EXERCISE AIM. Please quote the whole financial markets AI discussion word for word.

SOURCE EXTRACT.
---+---
Mike O’Hara: Hello and welcome to Financial Markets Insights. Artificial Intelligence is a very hot topic in the finance industry today and perhaps that’s not surprising given the potential it offers using modern technology but there are a number of operational and practical considerations around the employment and use of AI in the financial market sector. So what are these considerations and how can they best be addressed?
Charles Platt: One of my key observations of this area is that there is an awful lot of focus that goes into thinking what AI can actually do and what it can achieve and how it could be used in the business context. Less thought, I think, goes into how we’re actually going to do it and how we’re actually going to make it work. Innovation is only innovation if it’s actually in production.
What we need is a platform and a mechanism for a centralised way of deploying this stuff so it can be managed and controlled and monitored and dealt with and maintained in a practical way going forward. There are a number of different ways you can achieve that with standards-based analytics, with platforms that can execute all of those with standard integrations across the whole platform.
Mike: More standardisation of things like analytics and integration components makes sense, particularly when you want to roll out AI and Machine Learning algorithms quickly but there are other factors to take into account as well.
Rael Cline: Different algorithms are good for solving different types of problems. If you have something that’s called predictive analytics, for instance, you want to predict whether someone is going to repay a loan, you get thousands or hundreds of thousands of historical examples of people paying back and not paying back. You train the algorithm to predict whether someone’s going to pay back, you can understand what attributes are important and what has predictive power and what is the weight of that.
There’s some auditability in those sorts of algorithms. Other techniques, and you’re getting into clustering, unsupervised learning or reinforcement learning techniques then it becomes a different kettle of fish. Right now, most of the success from Machine Learning has come from the first category, supervised learning, predictive analytics and I think there’s a level of comfort over the degree of auditability on that.
If you’re going into these other techniques or these other categories then it becomes much more of a problem. I think we really haven’t seen much in the way of, at least, regulated industries or high product risk categories figuring out a way to audit that. They tend to be in things like recommendation engines and so, if you get a product recommendation wrong or it’s not accurate then it’s not the end of the world as opposed to a self-driving car or something like that.
---+---
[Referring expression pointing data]
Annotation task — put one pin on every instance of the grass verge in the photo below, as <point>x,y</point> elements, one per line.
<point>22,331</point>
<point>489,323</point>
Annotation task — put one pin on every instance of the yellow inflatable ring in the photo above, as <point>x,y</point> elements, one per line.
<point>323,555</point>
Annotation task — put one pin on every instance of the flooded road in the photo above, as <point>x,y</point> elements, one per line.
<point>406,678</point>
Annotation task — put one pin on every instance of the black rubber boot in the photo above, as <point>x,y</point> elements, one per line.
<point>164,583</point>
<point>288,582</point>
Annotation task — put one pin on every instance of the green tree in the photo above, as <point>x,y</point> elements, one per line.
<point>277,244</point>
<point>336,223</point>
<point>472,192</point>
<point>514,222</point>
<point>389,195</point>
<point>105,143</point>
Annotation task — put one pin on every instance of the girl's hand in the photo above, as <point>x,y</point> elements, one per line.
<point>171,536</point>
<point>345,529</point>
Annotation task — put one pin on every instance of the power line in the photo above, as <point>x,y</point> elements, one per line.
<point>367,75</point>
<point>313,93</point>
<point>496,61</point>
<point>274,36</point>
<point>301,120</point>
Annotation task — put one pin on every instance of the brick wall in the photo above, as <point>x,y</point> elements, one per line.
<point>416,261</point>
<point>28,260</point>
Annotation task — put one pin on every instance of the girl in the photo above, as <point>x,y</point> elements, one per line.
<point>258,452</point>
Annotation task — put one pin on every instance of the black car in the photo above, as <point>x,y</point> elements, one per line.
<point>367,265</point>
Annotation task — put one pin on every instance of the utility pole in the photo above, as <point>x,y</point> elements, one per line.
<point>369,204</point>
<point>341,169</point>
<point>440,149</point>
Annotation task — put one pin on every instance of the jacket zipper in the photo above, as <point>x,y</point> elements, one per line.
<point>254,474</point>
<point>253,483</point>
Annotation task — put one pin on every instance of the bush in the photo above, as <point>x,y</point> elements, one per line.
---+---
SOLUTION.
Mike O’Hara: Hello and welcome to Financial Markets Insights. Artificial Intelligence is a very hot topic in the finance industry today and perhaps that’s not surprising given the potential it offers using modern technology but there are a number of operational and practical considerations around the employment and use of AI in the financial market sector. So what are these considerations and how can they best be addressed?
Charles Platt: One of my key observations of this area is that there is an awful lot of focus that goes into thinking what AI can actually do and what it can achieve and how it could be used in the business context. Less thought, I think, goes into how we’re actually going to do it and how we’re actually going to make it work. Innovation is only innovation if it’s actually in production.
What we need is a platform and a mechanism for a centralised way of deploying this stuff so it can be managed and controlled and monitored and dealt with and maintained in a practical way going forward. There are a number of different ways you can achieve that with standards-based analytics, with platforms that can execute all of those with standard integrations across the whole platform.
Mike: More standardisation of things like analytics and integration components makes sense, particularly when you want to roll out AI and Machine Learning algorithms quickly but there are other factors to take into account as well.
Rael Cline: Different algorithms are good for solving different types of problems. If you have something that’s called predictive analytics, for instance, you want to predict whether someone is going to repay a loan, you get thousands or hundreds of thousands of historical examples of people paying back and not paying back. You train the algorithm to predict whether someone’s going to pay back, you can understand what attributes are important and what has predictive power and what is the weight of that.
There’s some auditability in those sorts of algorithms. Other techniques, and you’re getting into clustering, unsupervised learning or reinforcement learning techniques then it becomes a different kettle of fish. Right now, most of the success from Machine Learning has come from the first category, supervised learning, predictive analytics and I think there’s a level of comfort over the degree of auditability on that.
If you’re going into these other techniques or these other categories then it becomes much more of a problem. I think we really haven’t seen much in the way of, at least, regulated industries or high product risk categories figuring out a way to audit that. They tend to be in things like recommendation engines and so, if you get a product recommendation wrong or it’s not accurate then it’s not the end of the world as opposed to a self-driving car or something like that.